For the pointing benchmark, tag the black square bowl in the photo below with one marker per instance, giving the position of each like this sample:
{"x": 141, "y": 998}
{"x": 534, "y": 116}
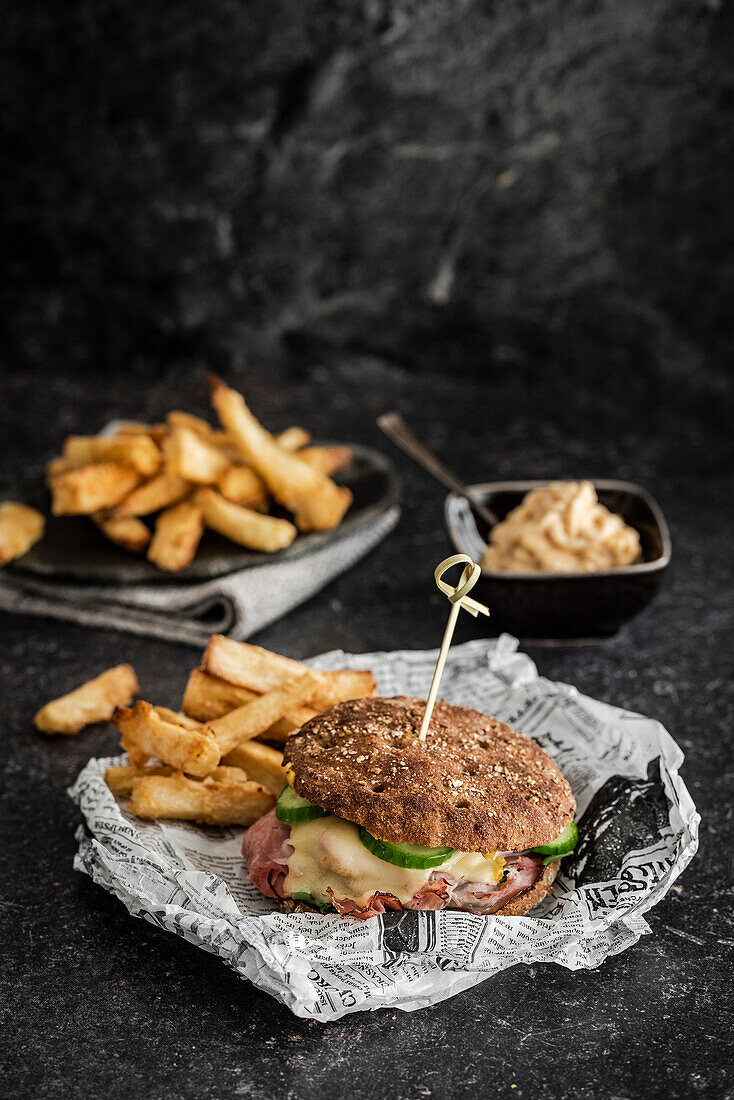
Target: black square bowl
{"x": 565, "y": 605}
...
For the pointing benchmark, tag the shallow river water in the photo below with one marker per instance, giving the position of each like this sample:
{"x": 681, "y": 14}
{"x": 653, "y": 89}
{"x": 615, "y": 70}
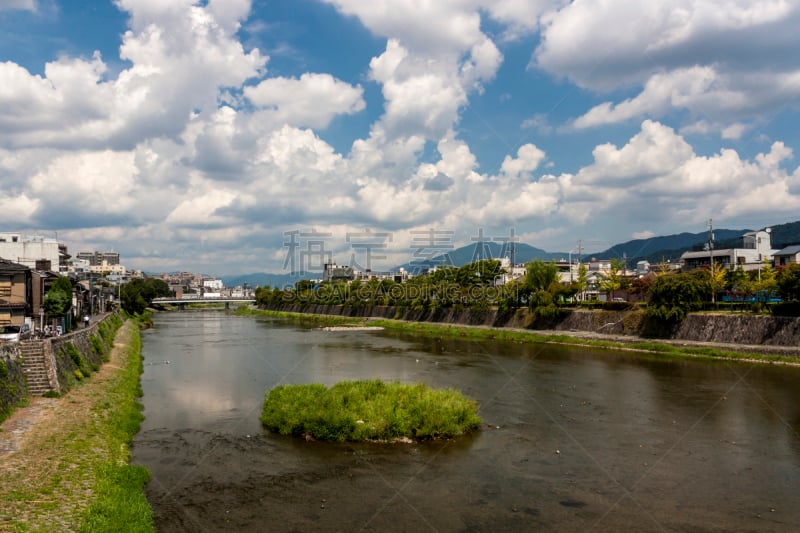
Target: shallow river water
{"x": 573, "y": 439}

Instructions for the task — Pick out every line of the data above that contains the word "bowl", copying each one in full.

Correct response —
For the pointing benchmark, tag the black square bowl in the photo below with one marker per instance, giving the position of each like this sample:
Target: black square bowl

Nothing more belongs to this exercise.